Les sobran motivos. En enero de 1961, al prestar juramento, John
Fitzgerald Kennedy sostuvo que "la antorcha ha pasado a una nueva
generación de norteamericanos". "No te preguntes qué puede hacer por ti
el país, sino qué puedes hacer tú por el país." En síntesis: el desafío
a las vetustas convenciones, el compromiso personal, eran las dos notas
sonoras de un himno a la vida, los dos temas de una liturgia recién
creada.
OTRAS VOCES, OTROS AMBITOS
Con el tiempo, y gracias a la demagogia, los observadores se empeñaron
en elegir a Kennedy, a Nikita Kruschev y a Juan XXIII como los pilares
del decenio. Y, sin duda, cada uno a su modo, cada uno con su edad,
buscó derrotar la sorda intolerancia que habían generado seis años de
guerra caliente y doce de guerra fría. El Papa, cuyo reinado se extendió
entre 1958 y 1963, abrió las ventanas de la Iglesia Católica a la luz
del día y a sus tempestades. Kennedy se inclinó por el orden mientras se
proclamaba aventurero; Kruschev prefirió la aventura, a la vez que
declaraba su adhesión al orden.
Los tres dejaron una huella profunda y, por eso mismo, una discusión
interminable. No caben dudas de que los tres fueron más allá de lo que
imaginaba el mundo; un mundo que Kruschev y Kennedy estuvieron a punto
de arrasar en octubre de 1962, durante la crisis de los misiles cubanos.
En aquella época, algunos observadores interpretaron la imprudencia
soviética —instalar armas atómicas a cien kilómetros de Miami— como una
jugada de ajedrez tendiente a que los Estados Unidos arrumbaran su gula
por la isla. Si la tesis es verosímil, se comprende por qué Kruschev fue
destituido en octubre de 1964, menos de un año después que Kennedy
perdiera la vida en una ruta de Dallas, asesinado vaya a saberse por
quién.

### [Datos dados]
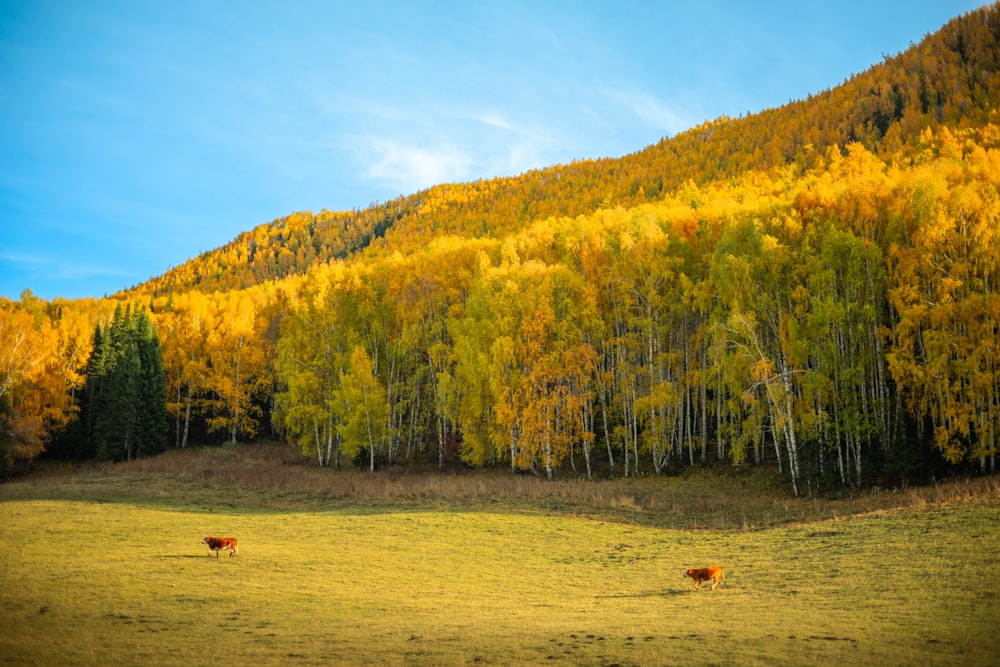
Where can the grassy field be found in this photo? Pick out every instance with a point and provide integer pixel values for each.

### [Por hacer]
Copia del texto mostrado el tramo que va desde "OTRAS VOCES, OTROS" hasta "adhesión al orden.", pero renombra "Kruschev" como "Jruschov".

### [Resultado]
OTRAS VOCES, OTROS AMBITOS
Con el tiempo, y gracias a la demagogia, los observadores se empeñaron
en elegir a Kennedy, a Nikita Jruschov y a Juan XXIII como los pilares
del decenio. Y, sin duda, cada uno a su modo, cada uno con su edad,
buscó derrotar la sorda intolerancia que habían generado seis años de
guerra caliente y doce de guerra fría. El Papa, cuyo reinado se extendió
entre 1958 y 1963, abrió las ventanas de la Iglesia Católica a la luz
del día y a sus tempestades. Kennedy se inclinó por el orden mientras se
proclamaba aventurero; Jruschov prefirió la aventura, a la vez que
declaraba su adhesión al orden.